Rescale the data between the line holding "Note: for every instance of the eagle" and the end of the data, inclusive, giving all those lines again with the requests intact and every coordinate in the answers multiplied by 2.4 and rounded to a whole number, halves up. Leave the pictures out of your answer.

>> START Record excerpts

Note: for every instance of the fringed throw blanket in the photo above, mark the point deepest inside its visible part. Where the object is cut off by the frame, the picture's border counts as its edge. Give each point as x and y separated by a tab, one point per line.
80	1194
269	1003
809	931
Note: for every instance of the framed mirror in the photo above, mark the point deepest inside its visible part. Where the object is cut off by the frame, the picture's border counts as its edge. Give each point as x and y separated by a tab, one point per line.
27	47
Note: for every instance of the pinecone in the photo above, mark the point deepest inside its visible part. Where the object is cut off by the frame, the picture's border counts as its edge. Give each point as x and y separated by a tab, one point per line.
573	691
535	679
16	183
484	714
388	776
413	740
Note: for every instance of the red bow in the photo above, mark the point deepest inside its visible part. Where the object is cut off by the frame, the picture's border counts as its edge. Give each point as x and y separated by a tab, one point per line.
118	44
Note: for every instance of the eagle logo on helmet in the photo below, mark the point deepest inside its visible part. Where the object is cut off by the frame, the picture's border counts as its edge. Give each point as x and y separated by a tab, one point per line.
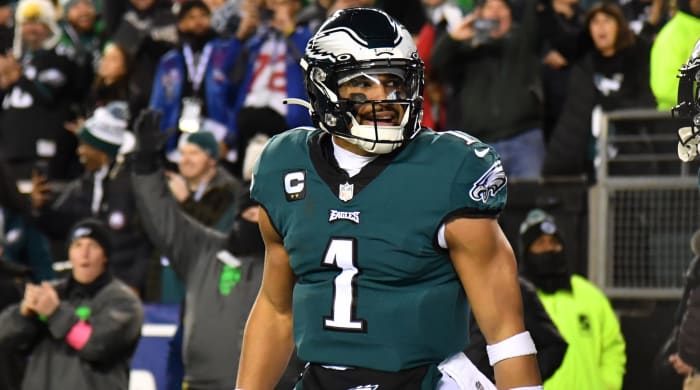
360	41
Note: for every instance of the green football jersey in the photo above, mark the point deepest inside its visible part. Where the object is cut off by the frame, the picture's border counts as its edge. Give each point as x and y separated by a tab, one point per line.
374	288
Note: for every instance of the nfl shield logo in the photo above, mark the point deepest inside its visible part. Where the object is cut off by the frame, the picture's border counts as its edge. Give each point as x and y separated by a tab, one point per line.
345	192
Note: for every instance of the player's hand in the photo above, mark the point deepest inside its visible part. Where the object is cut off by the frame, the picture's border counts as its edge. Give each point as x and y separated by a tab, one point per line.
555	60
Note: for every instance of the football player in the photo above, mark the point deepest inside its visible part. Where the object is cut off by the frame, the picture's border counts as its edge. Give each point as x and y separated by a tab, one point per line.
374	230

>> END Record excerpts

● **Problem solution**
Note: for every instance of the eagle logo on helmet in the photo below, mark the point deepest inside its visible part. Where the object is cut off by the frame, the picture's border counts as its edge. Give each point as x and y separated by a tab, one point per line.
864	98
Note: for every instance of the green football jersey in the photo above, mark the point deepest inside its visible part. Where the object is cut off by the frame, the picture's border counts as its edge. Give each point as x and y separated by a tab, one point per line.
898	691
Note: for every instance of the nfl shield logo in the photo above, mark the point deepest inside its visible part. Where the object is cut off by the frame, the picture's border counts as its edge. Give each point as x and y separated by a tab, one point per line.
828	461
Note: for every instance of the player's hand in the photo above, mark the point deepest inside its visible part. Where the object is cut off by the frame, the picture's border counts as its edge. Give each point as x and y separated by a tab, one point per line.
1332	144
Note: for every instance of the football player in the photo above, mark the point deepest inside its visible part. Where the object is cut off by the frame, the picture's border counts as its edge. Give each point as x and y separated by a tab, one point per line.
898	552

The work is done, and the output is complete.